# Quoted text start

# Dogs having some fun after the blizzard



## Denise Picicci (Sep 9, 2007)

http://www.youtube.com/watch?v=CWW7OCprm8A

My girl Jetta having some fun with her egg and Kai snatched a huge log from the wood pile. 

Denise


----------



## Mike Lauer (Jul 26, 2009)

nice,

play fetch with that stick and you're the one getting the workout


----------



## Dominic D'Ambrosio (Jan 24, 2011)

Who's paying me for the time I just wasted?


----------



## Thomas Barriano (Mar 27, 2006)

Dominic D'Ambrosio said:


> Who's paying me for the time I just wasted?


Probably the same people that are paying the rest of us to read your nonsense. You have a lot to say for someone that claimed
in their intro bio "New here. Looking to learn a little here."
and doesn't even have a dog. If you're "not really interested in
sport dogs" then do us all a favor and spare us your commentary.
Better yet lets see some video of your superior dogs and/or training. Tick tock tick tock


----------



## Alice Bezemer (Aug 4, 2010)

Thomas Barriano said:


> Probably the same people that are paying the rest of us to read your nonsense. You have a lot to say for someone that claimed
> in their intro bio "New here. Looking to learn a little here."
> and doesn't even have a dog. If you're "not really interested in
> sport dogs" then do us all a favor and spare us your commentary.

# Quoted text end

- Direction 1
Output the forum thread about the dogs after the blizzard in full, reproducing it word for word.
The forum thread above and the records that follow are unrelated to each other.

# Listing start

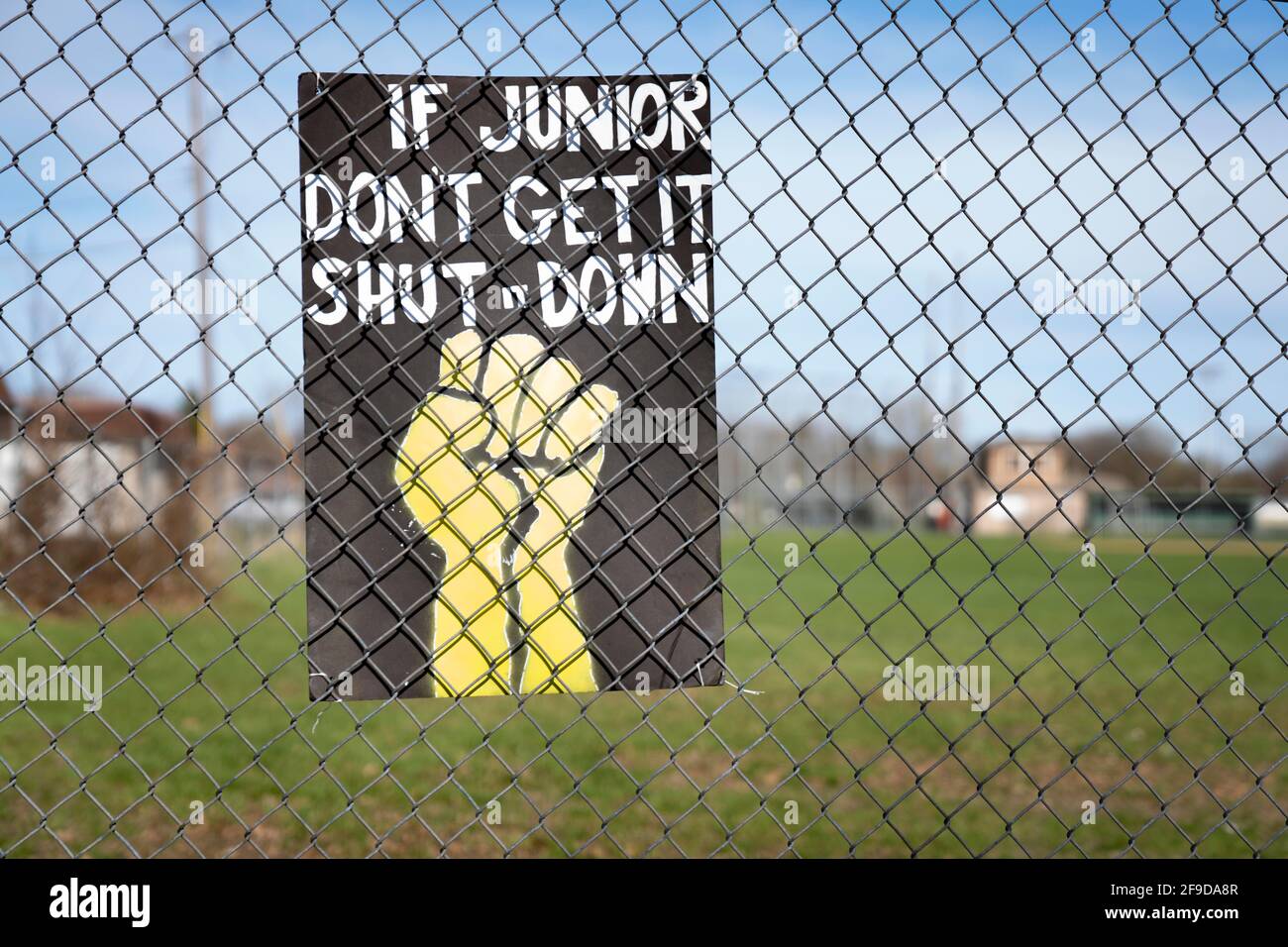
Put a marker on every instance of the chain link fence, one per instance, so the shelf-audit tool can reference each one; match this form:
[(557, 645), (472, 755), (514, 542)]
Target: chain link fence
[(1000, 335)]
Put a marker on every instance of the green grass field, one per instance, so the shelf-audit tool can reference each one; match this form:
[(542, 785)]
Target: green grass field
[(217, 711)]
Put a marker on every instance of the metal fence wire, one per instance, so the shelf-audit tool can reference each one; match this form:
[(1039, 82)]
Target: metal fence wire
[(1000, 329)]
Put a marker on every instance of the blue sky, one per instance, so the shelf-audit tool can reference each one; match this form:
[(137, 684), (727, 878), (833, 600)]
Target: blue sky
[(1144, 159)]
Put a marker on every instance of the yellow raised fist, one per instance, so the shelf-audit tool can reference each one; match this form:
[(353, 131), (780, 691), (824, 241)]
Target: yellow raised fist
[(498, 466)]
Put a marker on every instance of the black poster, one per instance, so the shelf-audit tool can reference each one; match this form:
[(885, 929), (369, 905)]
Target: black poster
[(509, 384)]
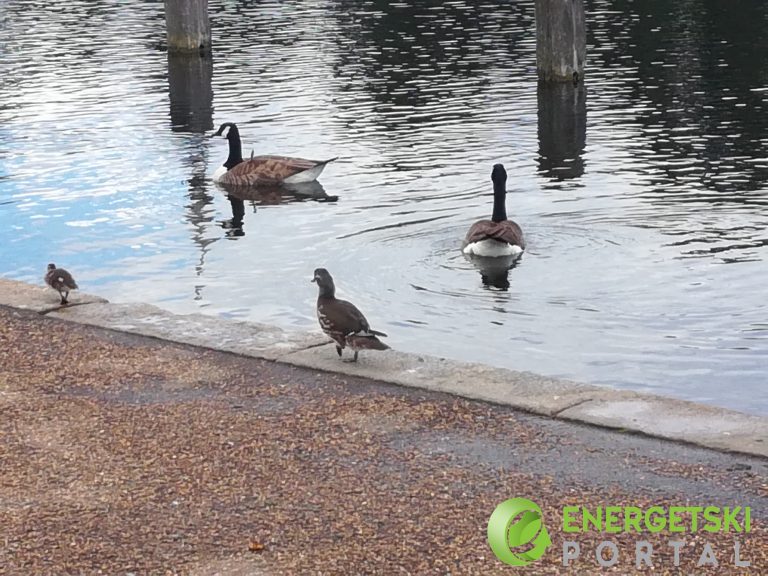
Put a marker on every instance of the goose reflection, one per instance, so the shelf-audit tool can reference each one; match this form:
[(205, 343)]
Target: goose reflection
[(267, 195), (494, 272)]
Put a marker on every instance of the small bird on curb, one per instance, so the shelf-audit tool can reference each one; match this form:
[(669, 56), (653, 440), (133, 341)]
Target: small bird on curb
[(342, 321), (61, 281)]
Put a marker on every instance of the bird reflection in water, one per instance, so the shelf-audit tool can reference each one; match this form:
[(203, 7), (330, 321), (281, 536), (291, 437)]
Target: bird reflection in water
[(494, 272), (267, 195)]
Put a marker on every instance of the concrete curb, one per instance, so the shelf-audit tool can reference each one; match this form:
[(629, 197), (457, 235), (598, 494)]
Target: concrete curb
[(679, 420)]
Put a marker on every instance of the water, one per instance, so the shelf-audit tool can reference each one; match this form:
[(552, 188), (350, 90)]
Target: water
[(643, 199)]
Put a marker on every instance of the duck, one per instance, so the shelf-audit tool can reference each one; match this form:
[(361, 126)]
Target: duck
[(342, 321), (497, 237), (262, 169), (61, 281)]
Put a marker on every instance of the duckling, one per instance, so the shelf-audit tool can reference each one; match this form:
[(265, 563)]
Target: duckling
[(262, 169), (61, 281), (498, 236), (342, 321)]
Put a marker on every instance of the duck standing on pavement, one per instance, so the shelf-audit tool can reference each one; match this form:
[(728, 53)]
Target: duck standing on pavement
[(341, 320), (61, 281)]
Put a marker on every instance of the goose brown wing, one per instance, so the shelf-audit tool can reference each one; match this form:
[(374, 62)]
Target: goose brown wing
[(264, 169), (505, 231), (344, 317)]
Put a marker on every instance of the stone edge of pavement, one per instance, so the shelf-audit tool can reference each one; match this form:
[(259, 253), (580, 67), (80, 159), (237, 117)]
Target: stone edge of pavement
[(663, 417)]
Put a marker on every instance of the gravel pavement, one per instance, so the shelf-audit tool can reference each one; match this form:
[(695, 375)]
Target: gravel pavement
[(122, 454)]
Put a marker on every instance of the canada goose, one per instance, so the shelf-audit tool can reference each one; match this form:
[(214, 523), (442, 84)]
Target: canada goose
[(498, 236), (262, 169), (342, 321), (61, 281)]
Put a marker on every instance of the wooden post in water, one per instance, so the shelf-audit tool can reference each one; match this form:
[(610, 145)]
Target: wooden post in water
[(187, 26), (561, 40)]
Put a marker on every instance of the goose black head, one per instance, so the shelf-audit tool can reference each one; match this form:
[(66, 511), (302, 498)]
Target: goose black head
[(499, 175), (232, 134), (235, 147), (324, 282)]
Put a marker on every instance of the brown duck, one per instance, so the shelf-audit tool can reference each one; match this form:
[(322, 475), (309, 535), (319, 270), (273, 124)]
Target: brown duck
[(61, 281), (342, 321), (262, 169), (498, 236)]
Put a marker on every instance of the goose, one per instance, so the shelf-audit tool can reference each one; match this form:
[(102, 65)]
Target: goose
[(262, 169), (498, 236), (61, 281), (341, 320)]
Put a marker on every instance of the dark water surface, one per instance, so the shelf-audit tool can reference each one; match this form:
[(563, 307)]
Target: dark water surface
[(644, 197)]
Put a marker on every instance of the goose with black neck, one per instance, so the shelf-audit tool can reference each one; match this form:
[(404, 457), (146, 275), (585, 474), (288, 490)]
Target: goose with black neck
[(262, 169)]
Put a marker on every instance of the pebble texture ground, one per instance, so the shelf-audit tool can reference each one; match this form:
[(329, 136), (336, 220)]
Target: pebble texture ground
[(125, 455)]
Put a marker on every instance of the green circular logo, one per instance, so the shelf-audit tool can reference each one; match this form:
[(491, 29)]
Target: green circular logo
[(516, 532)]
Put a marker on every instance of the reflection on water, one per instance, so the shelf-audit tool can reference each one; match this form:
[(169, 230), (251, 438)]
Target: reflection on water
[(642, 194), (267, 195)]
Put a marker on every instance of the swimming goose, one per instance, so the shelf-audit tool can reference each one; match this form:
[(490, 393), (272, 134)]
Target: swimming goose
[(342, 321), (498, 236), (262, 169), (61, 281)]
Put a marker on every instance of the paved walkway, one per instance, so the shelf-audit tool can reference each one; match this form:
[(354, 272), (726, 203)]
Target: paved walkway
[(124, 454)]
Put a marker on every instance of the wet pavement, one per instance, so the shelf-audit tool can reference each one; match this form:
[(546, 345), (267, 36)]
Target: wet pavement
[(126, 454)]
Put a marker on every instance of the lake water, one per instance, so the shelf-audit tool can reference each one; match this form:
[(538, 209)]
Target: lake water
[(643, 197)]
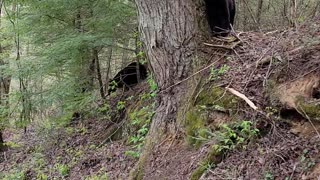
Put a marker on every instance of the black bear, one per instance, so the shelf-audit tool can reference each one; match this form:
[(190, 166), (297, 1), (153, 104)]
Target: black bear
[(220, 15), (127, 77)]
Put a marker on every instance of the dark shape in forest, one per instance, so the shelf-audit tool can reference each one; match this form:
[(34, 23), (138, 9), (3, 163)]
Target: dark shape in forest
[(220, 14), (128, 77)]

# Listing end

- Direction 2
Give as a JSON list of strings the lines of the records from the line containing "Put a marker on every instance of the duckling, one" up to and including the line containing "[(262, 169), (61, 281), (498, 236), (342, 321)]", one string per line and omitting blank lines. Include only those lines.

- Task response 1
# Dogs having some fun after the blizzard



## Denise Picicci (Sep 9, 2007)

http://www.youtube.com/watch?v=CWW7OCprm8A

My girl Jetta having some fun with her egg and Kai snatched a huge log from the wood pile. 

Denise


----------



## Mike Lauer (Jul 26, 2009)

nice,

play fetch with that stick and you're the one getting the workout


----------



## Dominic D'Ambrosio (Jan 24, 2011)

Who's paying me for the time I just wasted?


----------



## Thomas Barriano (Mar 27, 2006)

Dominic D'Ambrosio said:


> Who's paying me for the time I just wasted?


Probably the same people that are paying the rest of us to read your nonsense. You have a lot to say for someone that claimed
in their intro bio "New here. Looking to learn a little here."
and doesn't even have a dog. If you're "not really interested in
sport dogs" then do us all a favor and spare us your commentary.
Better yet lets see some video of your superior dogs and/or training. Tick tock tick tock


----------



## Alice Bezemer (Aug 4, 2010)

Thomas Barriano said:


> Probably the same people that are paying the rest of us to read your nonsense. You have a lot to say for someone that claimed
> in their intro bio "New here. Looking to learn a little here."
> and doesn't even have a dog. If you're "not really interested in
> sport dogs" then do us all a favor and spare us your commentary.

- Task response 2
[
  "Put a marker on every instance of the duckling, one per instance, so the shelf-audit tool can reference each one; match this form:",
  "[(265, 563)]",
  "Target: duckling",
  "[(262, 169), (61, 281), (498, 236), (342, 321)]"
]